[Source records]

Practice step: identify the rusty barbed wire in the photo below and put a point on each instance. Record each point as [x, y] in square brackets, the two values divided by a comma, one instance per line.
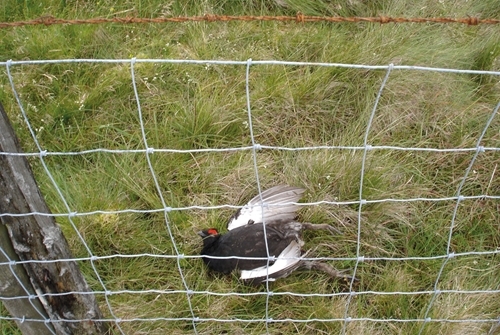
[299, 18]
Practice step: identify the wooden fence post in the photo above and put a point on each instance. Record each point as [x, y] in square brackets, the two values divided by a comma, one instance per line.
[38, 237]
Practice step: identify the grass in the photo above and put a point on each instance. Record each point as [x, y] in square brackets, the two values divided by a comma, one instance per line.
[82, 106]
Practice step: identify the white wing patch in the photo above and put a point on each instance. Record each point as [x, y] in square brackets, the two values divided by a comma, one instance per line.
[286, 262]
[255, 212]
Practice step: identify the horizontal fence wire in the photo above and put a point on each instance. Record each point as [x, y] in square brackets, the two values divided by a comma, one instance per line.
[49, 20]
[255, 148]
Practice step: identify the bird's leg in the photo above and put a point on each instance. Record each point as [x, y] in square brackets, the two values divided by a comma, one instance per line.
[320, 226]
[332, 272]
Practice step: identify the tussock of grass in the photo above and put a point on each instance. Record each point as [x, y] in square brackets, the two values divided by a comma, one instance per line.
[75, 107]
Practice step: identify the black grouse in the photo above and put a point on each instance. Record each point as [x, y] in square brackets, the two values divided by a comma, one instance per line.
[246, 239]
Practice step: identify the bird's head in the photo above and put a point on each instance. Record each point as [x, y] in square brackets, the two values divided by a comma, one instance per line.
[209, 236]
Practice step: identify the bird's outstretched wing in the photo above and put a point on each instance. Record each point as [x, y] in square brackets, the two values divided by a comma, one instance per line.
[255, 212]
[286, 262]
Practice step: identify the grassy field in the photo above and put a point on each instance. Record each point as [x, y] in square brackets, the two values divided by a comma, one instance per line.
[82, 106]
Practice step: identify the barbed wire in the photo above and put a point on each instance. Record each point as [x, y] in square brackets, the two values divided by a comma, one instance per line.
[49, 20]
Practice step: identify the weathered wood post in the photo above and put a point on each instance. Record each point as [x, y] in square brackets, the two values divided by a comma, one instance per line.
[39, 238]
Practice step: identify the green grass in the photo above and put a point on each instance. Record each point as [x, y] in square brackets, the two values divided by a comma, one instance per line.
[75, 107]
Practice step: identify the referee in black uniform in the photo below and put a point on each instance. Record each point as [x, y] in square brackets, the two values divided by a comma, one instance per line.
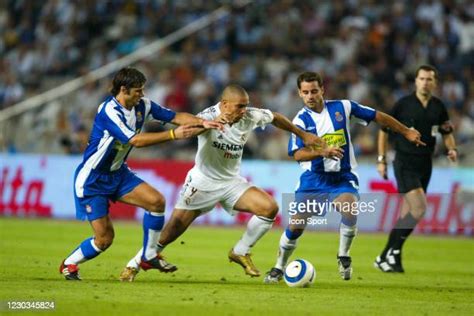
[413, 165]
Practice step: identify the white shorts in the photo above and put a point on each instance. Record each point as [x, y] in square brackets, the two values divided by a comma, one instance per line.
[199, 193]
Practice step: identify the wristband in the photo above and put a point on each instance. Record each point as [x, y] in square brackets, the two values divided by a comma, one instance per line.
[381, 159]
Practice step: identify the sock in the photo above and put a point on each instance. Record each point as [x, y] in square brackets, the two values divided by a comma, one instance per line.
[135, 261]
[288, 241]
[256, 228]
[86, 251]
[394, 233]
[405, 226]
[152, 225]
[347, 232]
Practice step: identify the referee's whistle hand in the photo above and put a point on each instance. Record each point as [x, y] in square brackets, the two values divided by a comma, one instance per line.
[413, 136]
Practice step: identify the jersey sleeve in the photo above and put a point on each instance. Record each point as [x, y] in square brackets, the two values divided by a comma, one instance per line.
[295, 143]
[261, 117]
[208, 114]
[445, 125]
[159, 112]
[362, 112]
[115, 123]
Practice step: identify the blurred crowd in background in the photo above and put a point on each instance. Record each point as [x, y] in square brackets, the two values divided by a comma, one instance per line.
[366, 50]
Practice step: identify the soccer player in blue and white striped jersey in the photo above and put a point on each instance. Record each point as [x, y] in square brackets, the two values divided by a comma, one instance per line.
[328, 173]
[103, 175]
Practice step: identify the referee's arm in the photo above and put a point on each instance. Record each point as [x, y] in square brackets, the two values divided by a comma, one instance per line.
[450, 145]
[382, 144]
[411, 134]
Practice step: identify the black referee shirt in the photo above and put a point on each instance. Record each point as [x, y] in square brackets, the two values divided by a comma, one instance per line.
[428, 121]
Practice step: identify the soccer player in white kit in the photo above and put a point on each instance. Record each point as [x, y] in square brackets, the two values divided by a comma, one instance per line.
[215, 177]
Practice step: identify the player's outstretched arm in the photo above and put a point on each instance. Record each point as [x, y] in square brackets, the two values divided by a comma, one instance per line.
[411, 134]
[307, 154]
[148, 139]
[308, 139]
[183, 118]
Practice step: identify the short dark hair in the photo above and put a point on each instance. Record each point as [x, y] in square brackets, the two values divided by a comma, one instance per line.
[309, 76]
[427, 67]
[129, 78]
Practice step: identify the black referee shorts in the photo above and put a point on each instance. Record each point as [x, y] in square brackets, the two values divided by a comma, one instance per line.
[412, 171]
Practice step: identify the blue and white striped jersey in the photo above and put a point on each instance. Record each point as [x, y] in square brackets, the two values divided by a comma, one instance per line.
[333, 125]
[113, 127]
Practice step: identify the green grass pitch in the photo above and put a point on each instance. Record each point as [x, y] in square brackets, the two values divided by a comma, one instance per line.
[439, 277]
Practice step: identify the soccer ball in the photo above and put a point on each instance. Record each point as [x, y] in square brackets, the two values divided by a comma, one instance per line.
[299, 273]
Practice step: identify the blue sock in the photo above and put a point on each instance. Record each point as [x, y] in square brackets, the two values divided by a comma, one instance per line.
[349, 222]
[292, 235]
[152, 225]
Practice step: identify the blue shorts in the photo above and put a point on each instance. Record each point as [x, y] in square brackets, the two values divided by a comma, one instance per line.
[99, 189]
[317, 191]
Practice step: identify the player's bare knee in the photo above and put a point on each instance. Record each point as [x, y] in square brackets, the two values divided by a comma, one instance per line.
[157, 204]
[270, 211]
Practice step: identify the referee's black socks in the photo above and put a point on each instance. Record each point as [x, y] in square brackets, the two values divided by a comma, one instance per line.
[400, 232]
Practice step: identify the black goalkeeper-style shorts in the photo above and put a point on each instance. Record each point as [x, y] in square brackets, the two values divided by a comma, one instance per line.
[412, 171]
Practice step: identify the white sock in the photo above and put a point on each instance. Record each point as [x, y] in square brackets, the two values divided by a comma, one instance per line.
[152, 225]
[135, 261]
[346, 235]
[287, 246]
[256, 228]
[78, 256]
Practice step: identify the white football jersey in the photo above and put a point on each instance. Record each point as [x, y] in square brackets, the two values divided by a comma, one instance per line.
[220, 152]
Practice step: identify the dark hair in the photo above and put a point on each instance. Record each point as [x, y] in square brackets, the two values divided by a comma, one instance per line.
[129, 78]
[427, 68]
[309, 76]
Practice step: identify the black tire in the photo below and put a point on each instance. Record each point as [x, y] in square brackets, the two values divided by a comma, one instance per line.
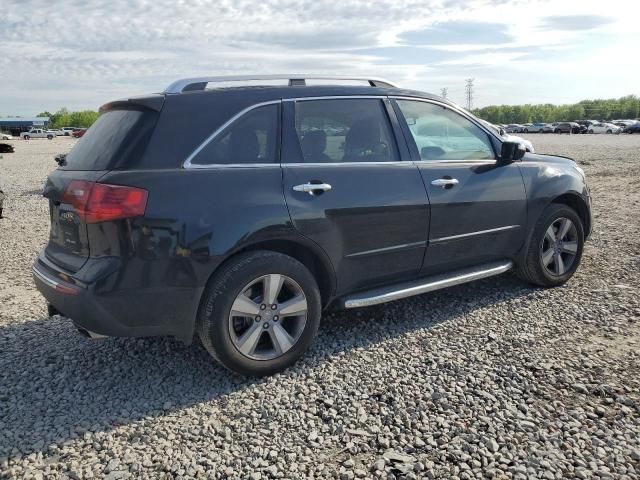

_PROBLEM_
Leave out the pictures and set down all of the data exactly.

_OUTPUT FOR THIS EXERCISE_
Practice step: identify the rusty barbed wire in the photo below and put a point on each instance. Record each point as [x, y] in square brackets, the two values divided by a comma, one instance per line.
[299, 18]
Practice step: identify the wooden fence post in the photo above and put a point on each instance. Record each point as [x, y] in square brackets, the two values divided by a comma, one instance per line.
[38, 237]
Practice step: identify the grass in the photo above and put a point on each instance. Record each point as [x, y] in square brackets, the two values divided by a comma, one instance per line.
[82, 106]
Practice step: identify the white wing patch in the photo above and put a point on each instance. Record each point as [x, y] in square brackets, the two values divided by a comma, one instance per line.
[286, 262]
[255, 212]
Practice step: identify the horizontal fence wire in the photo above and put a point on each instance. Record each point as [x, y] in square brackets, the two values divided by a comma, one instance per line.
[49, 20]
[255, 148]
Practice step: identify the bird's leg in the photo above and put a point on each instance. Record each point as [x, y] in square brackets, the two values divided by a comma, one instance per line.
[320, 226]
[332, 272]
Practice step: identify the tussock of grass in the photo above and put a point on each instance. Record each point as [x, y] in square brackets, the two values divided by a comma, one instance per line.
[75, 107]
Practice step: identify the black grouse in the photo above and put a point on each instance. Record each point as [x, y] in square brackets, the two values divided by a comma, one instance per line.
[246, 239]
Practice step: identify the bird's head in the photo above and put a point on each instance. Record each point as [x, y] in square brackets, the two values divided by a comma, one instance per line.
[209, 236]
Practice step: identify the bird's outstretched wing in the photo above and put a point on each instance. Record each point as [x, y] in square brackets, the two values divided by a comma, one instance per line.
[255, 212]
[286, 262]
Practice step: identify the grassy field in the photo above and put a point on each instance. Record each point as [x, y] in square brackets, the two values divided by a comma, one instance per line.
[82, 106]
Practice step: identify the barbed wire in the photo above and put a point on each instance. Record each point as [x, y] in square brackets, the two values divided by a comma, one instance per line.
[49, 20]
Practice step: identify the weathered wood post in the photo above and put a point on each instance. Record each point as [x, y] in square brackets, the two values divided by a comma, one instance per line.
[39, 238]
Practice step: identify the green grass in the photo above and put a point on each instance. Record each point as [x, y] in square brackets, the two values divided by a comma, one instance per line.
[75, 107]
Practice step: identify the referee in black uniform in the photo below and put a point on each instance. Record each point as [x, y] in square brackets, the two values divided by a comma, one instance per line.
[413, 165]
Practice step: identify the white shorts in the photo above and put a point on each instance. Record each point as [x, y] in square brackets, the two values divided by a comma, one instance per line.
[199, 193]
Practice step: identify the wristband in the photo above and put a point on each instance. Record each point as [x, y] in square brackets, the two values divided by a comma, one instance per line.
[381, 159]
Practice step: identify the sock in the photo above and put a point on each instance. Record each point as [x, y] in square brackets, the two values divided by a comma, one instance per line.
[135, 261]
[288, 241]
[256, 228]
[86, 251]
[394, 233]
[405, 226]
[152, 225]
[347, 232]
Practice step: identify the referee's whistle hand in the photo above and put a point on each instance. Record each point as [x, y] in square brackets, the two values divided by a comma, one instance per line.
[413, 136]
Practice step: identify the jersey sleeve in the photo above and put a point on each instance. Record each point as [x, y] in square brackets, the two values divided by a comma, one instance per line.
[295, 143]
[261, 117]
[208, 114]
[445, 125]
[159, 112]
[362, 112]
[115, 123]
Practice step: identify the blurred crowd in background in the photo above and put a point on each instance. Record each point as [x, y] in square brackets, the two values divided by a comma, one instance per line.
[366, 50]
Practice step: identify the soccer player in blue and white striped jersey in the photo above and put a point on each instance. Record each point as [x, y] in square brackets, the two values divided by a comma, one instance per line.
[328, 173]
[103, 175]
Practice step: identify the referee's arm in the photo above and put a point on each instance. Record each point as [x, y] in square brackets, the two values divided by a comma, one instance per line.
[450, 145]
[382, 144]
[411, 134]
Practice step: identify the black referee shirt in the photo above and put a point on each instance. Record each point as [x, y] in square brackets, the two values divided by a comma, one instance per line.
[428, 121]
Practice step: identify the soccer player in white kit in the photo above and put a point on each instance. Record each point as [x, y] in square brackets, the two values divided by a comma, one instance per line.
[215, 177]
Practice step: identify the player's outstretched arm in the photo above and put a point on each instance. Record each point as [x, y] in square brackets, the two values divided by a comma, one instance per line.
[411, 134]
[307, 154]
[148, 139]
[308, 139]
[183, 118]
Practice step: identify the short dark hair in the photo above and put a point on each instance. Record each point as [x, y] in square brackets, the two values divided by a comma, one instance per line.
[309, 76]
[427, 67]
[129, 78]
Practice step: identify the black referee shorts in the photo above and put a point on each instance. Record each point as [x, y] in square brackets, the two values divided by a comma, one instance per line.
[412, 171]
Practice step: identify the blue and white striped jersey in the photo above and put a point on each instance. Record each point as [x, y] in square brackets, the two values divided by a comma, one instance per line.
[333, 125]
[113, 127]
Practice step: identify the green grass pitch in the photo above and put a point on each instance. Record each point as [x, y] in square brackets, the two values divided by a comma, one instance per line.
[439, 277]
Practice step: identify the soccer ball in the photo above and put a point on each instance. Record each point as [x, y] in square brackets, the two values divided by a comma, one instance per line.
[299, 273]
Practice step: identify the blue sock in the photo above and put a point on each instance. Record each point as [x, y] in square brackets, the two values divided by a comma, one instance per line.
[349, 222]
[292, 235]
[152, 225]
Practice step: identify the blue shorts in the photo above and put a point on each instance. Record each point as [x, y] in square brackets, the two values divided by a comma, one instance per line.
[99, 189]
[317, 191]
Practice step: identify the player's bare knee in the photo above and put a point on each instance. Record each point as [x, y] in square brackets, the two values divided by a comma, one instance per line.
[157, 204]
[270, 211]
Practice step: identify the referee's black socks in the photo above and put a point on each instance. Record each point as [x, y] in square brackets, the two values divided by a comma, one instance per line.
[400, 232]
Practice step: identify the black goalkeeper-style shorts in the photo above and put a point on each instance. Record each point as [x, y] in square brackets, the two values divided by a comma, one instance per line.
[412, 171]
Practice step: identify the white sock in the photo above and put a point on each instance. Record each point as [x, y] in square brackets, the two values divided by a comma, one instance per line.
[152, 225]
[135, 261]
[346, 235]
[287, 246]
[256, 228]
[78, 256]
Practice step: identify the white football jersey in the photo above and put a point on each instance. Record each point as [x, y] in square brackets, the two values divided by a comma, one instance per line.
[220, 152]
Practice step: identify the dark hair in the photo above and put a point on each instance. Record each point as [x, y] in square brackets, the two values divided by a comma, one instance per line.
[129, 78]
[427, 68]
[309, 76]
Practice step: identify the black tire in the photo below and put a point on each instance. Record each point as [x, y] in square brackets, the two values divided by a comma, one instance per line.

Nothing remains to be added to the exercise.